(ABOUT THIS TASK) Leaving the pictures aside, reproduce the data in full and word for word.

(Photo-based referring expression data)
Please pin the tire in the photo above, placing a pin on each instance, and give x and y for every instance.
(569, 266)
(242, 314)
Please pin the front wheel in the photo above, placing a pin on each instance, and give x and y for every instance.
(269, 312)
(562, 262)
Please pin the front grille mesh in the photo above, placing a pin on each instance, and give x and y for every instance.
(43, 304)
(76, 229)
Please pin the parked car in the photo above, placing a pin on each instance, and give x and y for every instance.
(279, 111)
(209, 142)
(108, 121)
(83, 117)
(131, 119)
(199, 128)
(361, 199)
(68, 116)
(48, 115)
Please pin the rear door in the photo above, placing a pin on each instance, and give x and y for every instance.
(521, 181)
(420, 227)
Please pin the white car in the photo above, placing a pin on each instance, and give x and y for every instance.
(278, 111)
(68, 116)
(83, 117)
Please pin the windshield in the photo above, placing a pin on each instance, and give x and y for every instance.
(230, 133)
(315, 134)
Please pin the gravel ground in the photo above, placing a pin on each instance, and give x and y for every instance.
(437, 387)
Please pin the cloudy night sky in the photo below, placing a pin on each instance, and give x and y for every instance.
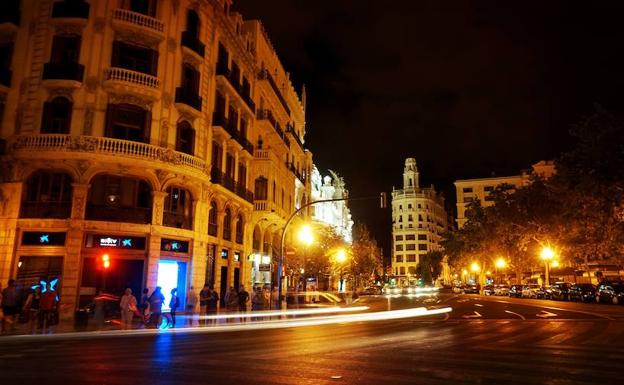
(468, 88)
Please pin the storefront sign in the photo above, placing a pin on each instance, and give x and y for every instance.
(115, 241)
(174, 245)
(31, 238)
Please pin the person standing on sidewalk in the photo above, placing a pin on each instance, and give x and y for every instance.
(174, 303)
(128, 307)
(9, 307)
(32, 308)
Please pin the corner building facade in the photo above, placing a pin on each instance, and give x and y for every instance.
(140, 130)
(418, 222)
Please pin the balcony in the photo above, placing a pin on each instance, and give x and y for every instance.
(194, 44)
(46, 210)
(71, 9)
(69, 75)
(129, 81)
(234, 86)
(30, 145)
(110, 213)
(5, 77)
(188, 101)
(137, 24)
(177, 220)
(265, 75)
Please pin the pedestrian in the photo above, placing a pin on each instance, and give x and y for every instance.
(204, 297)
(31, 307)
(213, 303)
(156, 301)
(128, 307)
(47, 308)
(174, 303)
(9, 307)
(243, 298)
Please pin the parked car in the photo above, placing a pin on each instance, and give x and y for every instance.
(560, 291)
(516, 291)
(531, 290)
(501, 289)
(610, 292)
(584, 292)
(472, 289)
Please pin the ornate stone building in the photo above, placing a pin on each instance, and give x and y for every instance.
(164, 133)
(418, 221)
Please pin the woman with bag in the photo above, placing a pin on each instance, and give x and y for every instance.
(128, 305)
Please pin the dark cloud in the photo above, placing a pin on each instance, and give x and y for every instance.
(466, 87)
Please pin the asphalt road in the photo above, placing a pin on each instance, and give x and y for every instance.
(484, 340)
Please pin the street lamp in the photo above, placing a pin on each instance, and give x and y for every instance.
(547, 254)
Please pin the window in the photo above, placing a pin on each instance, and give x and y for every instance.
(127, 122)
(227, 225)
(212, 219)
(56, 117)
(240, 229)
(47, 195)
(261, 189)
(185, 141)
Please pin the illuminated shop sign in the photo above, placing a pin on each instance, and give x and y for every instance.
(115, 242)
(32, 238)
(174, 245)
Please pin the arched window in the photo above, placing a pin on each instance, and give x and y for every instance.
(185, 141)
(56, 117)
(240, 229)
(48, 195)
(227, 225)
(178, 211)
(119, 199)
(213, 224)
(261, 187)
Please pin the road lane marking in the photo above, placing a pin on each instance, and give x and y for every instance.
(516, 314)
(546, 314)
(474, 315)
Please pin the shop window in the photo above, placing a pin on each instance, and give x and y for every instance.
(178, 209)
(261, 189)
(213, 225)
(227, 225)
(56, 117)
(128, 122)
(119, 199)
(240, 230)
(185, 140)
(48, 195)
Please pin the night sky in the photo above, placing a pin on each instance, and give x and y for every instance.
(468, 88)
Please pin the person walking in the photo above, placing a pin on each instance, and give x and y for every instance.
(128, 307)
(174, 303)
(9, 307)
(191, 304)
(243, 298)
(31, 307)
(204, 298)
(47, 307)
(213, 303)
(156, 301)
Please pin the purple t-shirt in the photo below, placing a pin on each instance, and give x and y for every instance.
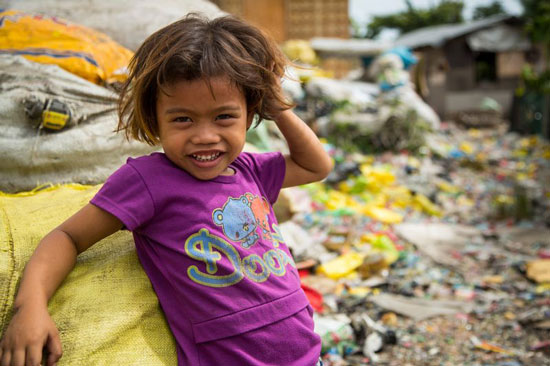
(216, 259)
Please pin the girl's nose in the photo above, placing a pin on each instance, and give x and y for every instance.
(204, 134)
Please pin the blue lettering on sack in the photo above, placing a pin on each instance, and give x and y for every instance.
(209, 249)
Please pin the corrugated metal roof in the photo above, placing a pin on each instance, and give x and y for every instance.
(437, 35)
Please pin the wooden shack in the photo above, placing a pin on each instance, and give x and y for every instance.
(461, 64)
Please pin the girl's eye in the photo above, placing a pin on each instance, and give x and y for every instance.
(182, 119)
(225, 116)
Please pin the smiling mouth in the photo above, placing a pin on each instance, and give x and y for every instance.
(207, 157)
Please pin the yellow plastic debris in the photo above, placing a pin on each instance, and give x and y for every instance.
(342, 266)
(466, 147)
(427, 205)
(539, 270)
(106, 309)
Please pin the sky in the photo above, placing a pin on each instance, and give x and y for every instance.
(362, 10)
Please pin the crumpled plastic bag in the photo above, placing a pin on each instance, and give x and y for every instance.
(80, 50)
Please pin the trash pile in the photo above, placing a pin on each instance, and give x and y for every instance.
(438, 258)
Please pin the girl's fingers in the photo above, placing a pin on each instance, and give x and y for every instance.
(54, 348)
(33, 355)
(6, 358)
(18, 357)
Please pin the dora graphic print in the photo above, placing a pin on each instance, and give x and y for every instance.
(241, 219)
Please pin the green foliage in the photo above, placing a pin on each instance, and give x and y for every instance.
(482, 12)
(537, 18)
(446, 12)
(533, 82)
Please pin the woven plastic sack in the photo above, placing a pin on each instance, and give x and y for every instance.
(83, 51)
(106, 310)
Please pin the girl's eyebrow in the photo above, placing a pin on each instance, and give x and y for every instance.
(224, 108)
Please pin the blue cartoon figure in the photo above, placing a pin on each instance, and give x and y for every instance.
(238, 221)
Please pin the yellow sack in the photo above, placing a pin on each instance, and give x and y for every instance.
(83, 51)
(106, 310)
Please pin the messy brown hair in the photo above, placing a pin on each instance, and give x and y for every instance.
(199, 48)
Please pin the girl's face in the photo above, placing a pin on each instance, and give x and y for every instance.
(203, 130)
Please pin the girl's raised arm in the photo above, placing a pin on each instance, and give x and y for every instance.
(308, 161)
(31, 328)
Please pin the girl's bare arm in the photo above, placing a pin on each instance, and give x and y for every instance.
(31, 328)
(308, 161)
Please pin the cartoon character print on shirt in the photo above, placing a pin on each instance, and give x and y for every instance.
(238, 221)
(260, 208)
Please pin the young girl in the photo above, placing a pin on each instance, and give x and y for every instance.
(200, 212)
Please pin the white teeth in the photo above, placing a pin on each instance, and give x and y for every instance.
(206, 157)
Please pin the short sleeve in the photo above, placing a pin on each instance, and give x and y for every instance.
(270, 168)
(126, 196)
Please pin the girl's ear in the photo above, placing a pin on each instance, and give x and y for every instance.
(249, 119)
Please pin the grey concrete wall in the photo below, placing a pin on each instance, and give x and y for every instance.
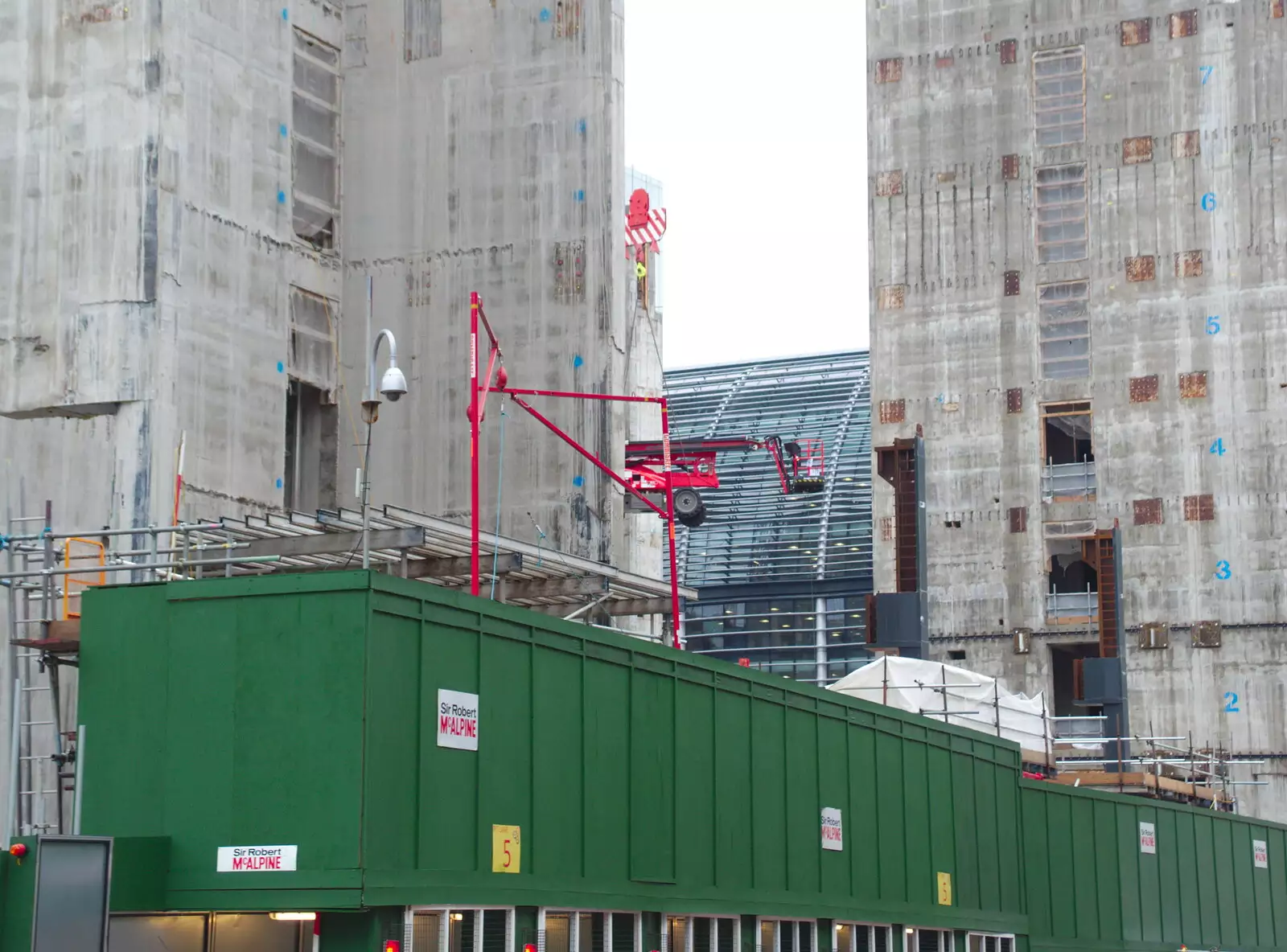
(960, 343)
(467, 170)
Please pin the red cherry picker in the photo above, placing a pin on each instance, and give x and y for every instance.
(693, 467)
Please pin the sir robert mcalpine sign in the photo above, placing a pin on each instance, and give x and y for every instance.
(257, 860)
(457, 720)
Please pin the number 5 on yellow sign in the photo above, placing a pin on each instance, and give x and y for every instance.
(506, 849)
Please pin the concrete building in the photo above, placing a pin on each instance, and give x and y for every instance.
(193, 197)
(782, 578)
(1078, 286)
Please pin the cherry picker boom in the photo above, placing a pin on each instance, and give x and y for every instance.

(OUTPUT OF THE TASK)
Please pin the tire in the photo above, placing a pin on each instance, and give x and y for every instance.
(569, 266)
(242, 314)
Please pin the front wheel in the photo above, placing a pin on each instance, and give x and y for every instance.
(269, 312)
(562, 262)
Please pin the front grille mesh in the photo above, placing a pin on each instance, and give x and y for every instance.
(43, 304)
(76, 229)
Please pin the parked car in the photo above, placing a pin on each instance, and give x and y for every instance.
(279, 111)
(209, 142)
(108, 121)
(83, 117)
(131, 119)
(199, 128)
(361, 199)
(68, 116)
(48, 115)
Please pin the rear door in the photo above, placing a pin on each instance, and give x and y for every instance.
(521, 181)
(420, 227)
Please pin the white car in the photo above, placing a pin on each instance, and give x and y for every instance.
(278, 111)
(68, 116)
(83, 117)
Please pin the windshield in the photo above, placing a pin on each instance, and give x and y for every instance.
(230, 133)
(315, 134)
Please pin the gravel ground in the photo above, placing a pin on each instance, and give x and y for every instance.
(437, 387)
Please pin the cloudy night sky in the photo below, placing a pin on each instance, and give x and y for every instance.
(468, 88)
Please pin the storefront sign in the photo above, placing a pin on each instance, and give x and y for every instance.
(115, 241)
(174, 245)
(31, 238)
Please pin the person standing on sidewalk in the photo above, placing a pin on each instance, and give x and y for every instance.
(174, 303)
(128, 307)
(9, 307)
(32, 308)
Please pin the corner building facade in the photo above, placing a pin on each instance, and give x and y for every instance.
(140, 130)
(418, 222)
Please pin the balcony in the photo above, placing a pin on each instance, and give x and y for every instance.
(194, 44)
(46, 210)
(71, 9)
(69, 75)
(129, 81)
(234, 86)
(30, 145)
(110, 213)
(5, 77)
(188, 101)
(137, 24)
(177, 220)
(265, 75)
Please pin the pedestrian in the photo above, placing a pin on each instance, and give x and y for every instance.
(204, 297)
(31, 307)
(213, 303)
(156, 301)
(128, 307)
(47, 308)
(174, 303)
(9, 307)
(243, 298)
Please pin the parked car in the photo above, placing a pin on each instance, and give x and y for every instance.
(560, 291)
(516, 291)
(531, 290)
(501, 289)
(610, 292)
(584, 292)
(472, 289)
Please pin the ornate stone building in the photo above, placing a pin on each instance, and give x and y for every instance.
(164, 133)
(418, 221)
Please pin the woman with bag in the photo above, placing a pin on each instance, and give x and y for every instance.
(128, 305)
Please pin the dark cloud in the photo above, placing a pin on each instance, and give x and y for every instance.
(466, 87)
Please pin the asphalt road in the photo above, placing a pin on each instance, and give x and y for every instance.
(484, 340)
Please pin the street lamp in the photo above, placing a pin on each instance, and give x and y for every instance.
(547, 254)
Please pin the window in the photo above, placing a pin on each instance, and give x and y for every instance.
(127, 122)
(227, 225)
(212, 219)
(56, 117)
(240, 229)
(47, 195)
(261, 189)
(185, 141)
Please pin the illuminated shop sign in the photo above, placing a pin on each instance, and give x and y for every instance.
(115, 242)
(32, 238)
(174, 245)
Please pin the arched window in the photo above, placing a pin on each instance, and give x and y for every instance.
(185, 141)
(56, 117)
(240, 229)
(48, 195)
(227, 225)
(178, 211)
(119, 199)
(213, 224)
(261, 187)
Please pin the road lane marking in the photo above, placing a pin on each instance, and give x and y for every instance.
(516, 314)
(546, 314)
(474, 315)
Please pin the shop window in the photo above, placing a pin on each instance, and give x and y for every instance.
(178, 209)
(261, 189)
(213, 225)
(227, 225)
(56, 117)
(128, 122)
(119, 199)
(240, 230)
(185, 140)
(48, 195)
Please pin the night sky in the photo above, placing a pin on each instance, and give x and y for every instance.
(468, 88)
Please pin the person walking in the photo above, placing a pin on each instance, and give x and y for every instance.
(128, 307)
(174, 303)
(9, 307)
(191, 304)
(243, 298)
(31, 307)
(204, 298)
(47, 307)
(213, 303)
(156, 301)
Please pin the purple t-shirt in the photo below, placing a pin on each instance, and give x and y for every instance.
(216, 259)
Please pin the girl's nose in the photo above, placing a pin on each instance, and give x and y for every instance.
(204, 134)
Please pin the blue lettering on sack in the photo above, placing a pin on each instance, and give x and y for every instance.
(209, 249)
Please pin the corrugated metal roof in the photo above, placing a pin on each instance, and give x and y for every instance.
(437, 35)
Please pin the wooden shack in the photo above, placing a pin on each instance, and give x and y for every instance.
(461, 64)
Please pin the girl's eye in the photo above, placing a pin on each instance, and give x and y for every instance.
(182, 119)
(225, 116)
Please pin the smiling mouth in the photo above, placing a pin on each instance, and give x and y for every instance.
(207, 157)
Please pin the yellow plastic debris in the photo above, placing a pin on each instance, and give x and y for every instance.
(342, 266)
(466, 147)
(427, 205)
(539, 270)
(106, 309)
Please pin the sky in the photo above, placing a pin on each instance, and give x and y for every instance.
(362, 10)
Please pin the crumpled plastic bag in the photo above, placing a pin on each instance, and give x and y for every instance.
(80, 50)
Please pin the trash pile in the photo above, placing a pin on each instance, and give x and y for every instance.
(438, 258)
Please pin the girl's fingers in the photo above, placing a pin on each instance, and give x and y for every instance.
(54, 348)
(33, 355)
(6, 358)
(18, 357)
Please pin the dora graphic print in the photo above, placing a pin on each instance, and give x and y for every instance.
(241, 219)
Please pin the green foliage in the photo above, placing a pin on each instance, and give x and y for every instance.
(482, 12)
(537, 18)
(446, 12)
(533, 82)
Please pin the woven plastic sack in the photo above, placing a pin on each instance, and give x and y for every instance.
(83, 51)
(106, 310)
Please pin the girl's eyebrow in the photo above, placing a pin on each instance, and give x and y for every instance.
(224, 108)
Please pin the blue cartoon figure in the photo above, placing a pin on each instance, and give x and y for every instance.
(238, 221)
Please pin the yellow sack in the photo above, placing a pin on each instance, and give x and y for every instance.
(83, 51)
(106, 310)
Please pin the messy brown hair in the photo above, placing a pin on each instance, and give x and y for every instance.
(199, 48)
Please pin the girl's face in the photo above, placing a pin on each instance, and give x and y for every instance.
(203, 130)
Please pin the girl's raised arm in the photo above, placing a pin on each instance, and give x and y for every instance.
(308, 161)
(31, 328)
Please pin the girl's bare arm in the photo above, placing a pin on each instance, and give x and y for every instance.
(31, 328)
(308, 161)
Please pin the cartoon character print on shirt in the photo above, placing a pin on each instance, and give x and y for every instance.
(238, 221)
(260, 208)
Please pin the young girl in the photo above, placing a pin on each instance, and give x and y for every instance.
(200, 212)
Please pin the white teeth in the photo above, placing a pin on each instance, and give x and y for every instance.
(206, 157)
Please pin the short sleeve in the photo above, placing a pin on each instance, and give x and y for every instance.
(270, 168)
(126, 196)
Please pin the girl's ear in the photo above, placing a pin on each instance, and give x and y for every instance.
(249, 119)
Please pin the grey concrete wall in the photo below, placing a pin on each instance, and give x and y for every instance.
(960, 343)
(467, 170)
Please pin the red cherry picker in the photo above, placing a pin on each instance, and give x and y for every instance.
(693, 467)
Please pin the sir robert mcalpine sign in the photo above, placing a pin on each instance, and give x and y for every instance.
(257, 860)
(457, 720)
Please pin the number 5 on yellow sign in the photo above, placing a pin on each instance, and give x and y for every instance.
(506, 849)
Please pin the concrete building in the photo above, placing a pin on each instance, and give x and y for every instance.
(193, 197)
(782, 578)
(1078, 286)
Please pin the cherry picker boom in the photo above, placing a pin on each instance, and give x and y for every instance.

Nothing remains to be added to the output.